DOCUMENT SEGMENT.
Fifty years ago this fall the leaders of France, Germany, Italy, Japan, the United Kingdom and the United States met in a castle outside Paris for three days of meetings, at the conclusion of which they issued the Declaration of Rambouillet, a 15-point statement of principles and commitments.
Noting that they were “each responsible for the government of an open, democratic society, dedicated to individual liberty and social advancement,” the Group of Six said they had come together because of “shared beliefs and shared responsibilities.”
The leaders pledged to “strengthen our efforts for closer international co-operation and constructive dialogue among all countries,” “restore growth in the volume of world trade” and “restore greater stability in underlying economic and financial conditions in the world economy.”
In June 1976, with Canada at the table to create the G7, the leaders met in Puerto Rico and declared that, “The interdependence of our destinies makes it necessary for us to approach common economic problems with a sense of common purpose and to work toward mutually consistent economic strategies through better co-operation.”

DATA EXTRACT.
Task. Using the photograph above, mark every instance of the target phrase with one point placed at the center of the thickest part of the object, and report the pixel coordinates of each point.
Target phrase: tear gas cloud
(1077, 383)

EXERCISE INSTRUCTIONS. According to the passage on the founding of the G7, which country joined the leaders in June 1976 to create the G7? The data is not needed here.

EXERCISE OUTPUT. Canada